> [Source passage]:

= = = =

# Interacting with the OS and filesystem

In [1]:
import os
import math

In [2]:
# checking the present working directory
os.getcwd()

'C:\\Users\\joe_h\\Projects - Data Analysis\\Loans Project'

In [3]:
# get the list of files in a directory:
help(os.listdir)

Help on built-in function listdir in module nt:

listdir(path=None)
    Return a list containing the names of the files in the directory.
    
    path can be specified as either str, bytes, or a path-like object.  If path is bytes,
      the filenames returned will also be bytes; in all other circumstances
      the filenames returned will be str.
    If path is None, uses the path='.'.
    On some platforms, path may also be specified as an open file descriptor;\
      the file descriptor must refer to a directory.
      If this functionality is unavailable, using it raises NotImplementedError.
    
    The list is in arbitrary order.  It does not include the special
    entries '.' and '..' even if they are present in the directory.



In [4]:
# here ('.') refers to the current directory
os.listdir('.')

['.ipynb_checkpoints',
 'Arithmetic operations and broadcasting.ipynb',
 'climate.csv',
 'climate_results.csv',
 'data',
 'Loans Project (Part 1).ipynb',
 'Loans Project (Part 2).ipynb']

In [5]:
os.listdir('C:/Users/joe_h/Projects - Data Analysis/Data Analysis - Useful Calculation Basics')

[]

In [6]:
# can also create new files in new directories
os.makedirs('./data', exist_ok=True)

= = = =

> [Provided material]:
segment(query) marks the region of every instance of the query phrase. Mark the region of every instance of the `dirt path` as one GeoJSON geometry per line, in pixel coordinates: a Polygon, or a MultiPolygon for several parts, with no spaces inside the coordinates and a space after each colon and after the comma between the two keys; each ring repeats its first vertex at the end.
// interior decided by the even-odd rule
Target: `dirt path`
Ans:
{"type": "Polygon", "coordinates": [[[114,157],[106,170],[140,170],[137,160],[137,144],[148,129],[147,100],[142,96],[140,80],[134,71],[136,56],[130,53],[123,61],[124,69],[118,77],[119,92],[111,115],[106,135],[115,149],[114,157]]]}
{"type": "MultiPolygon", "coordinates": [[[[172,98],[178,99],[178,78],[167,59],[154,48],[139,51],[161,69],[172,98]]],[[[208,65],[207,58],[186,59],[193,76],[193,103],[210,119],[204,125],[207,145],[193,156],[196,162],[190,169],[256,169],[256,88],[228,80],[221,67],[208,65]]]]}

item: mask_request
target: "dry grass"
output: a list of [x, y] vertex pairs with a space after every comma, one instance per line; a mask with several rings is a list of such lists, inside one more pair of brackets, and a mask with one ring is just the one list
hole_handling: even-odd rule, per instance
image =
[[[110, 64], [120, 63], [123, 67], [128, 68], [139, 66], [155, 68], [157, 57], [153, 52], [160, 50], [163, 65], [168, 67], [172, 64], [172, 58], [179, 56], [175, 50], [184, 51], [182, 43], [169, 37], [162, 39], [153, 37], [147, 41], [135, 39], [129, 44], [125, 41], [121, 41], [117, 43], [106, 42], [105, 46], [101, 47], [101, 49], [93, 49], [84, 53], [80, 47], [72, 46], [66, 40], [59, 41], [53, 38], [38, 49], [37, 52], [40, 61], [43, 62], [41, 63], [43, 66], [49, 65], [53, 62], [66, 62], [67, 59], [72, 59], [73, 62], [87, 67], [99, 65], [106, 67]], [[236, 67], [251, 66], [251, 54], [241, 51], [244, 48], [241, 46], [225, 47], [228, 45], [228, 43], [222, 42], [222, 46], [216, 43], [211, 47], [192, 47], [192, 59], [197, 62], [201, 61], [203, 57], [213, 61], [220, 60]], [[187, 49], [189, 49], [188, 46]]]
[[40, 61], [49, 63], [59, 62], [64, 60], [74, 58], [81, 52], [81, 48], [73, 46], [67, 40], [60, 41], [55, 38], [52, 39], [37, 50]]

= = = =

> [To be done]: In the os notebook, reproduce the help text between "path can be" and "uses the path='.'.", inclusive, changing "filenames" to "file names".

> [Output of the exercise]:
path can be specified as either str, bytes, or a path-like object.  If path is bytes,
      the file names returned will also be bytes; in all other circumstances
      the file names returned will be str.
    If path is None, uses the path='.'.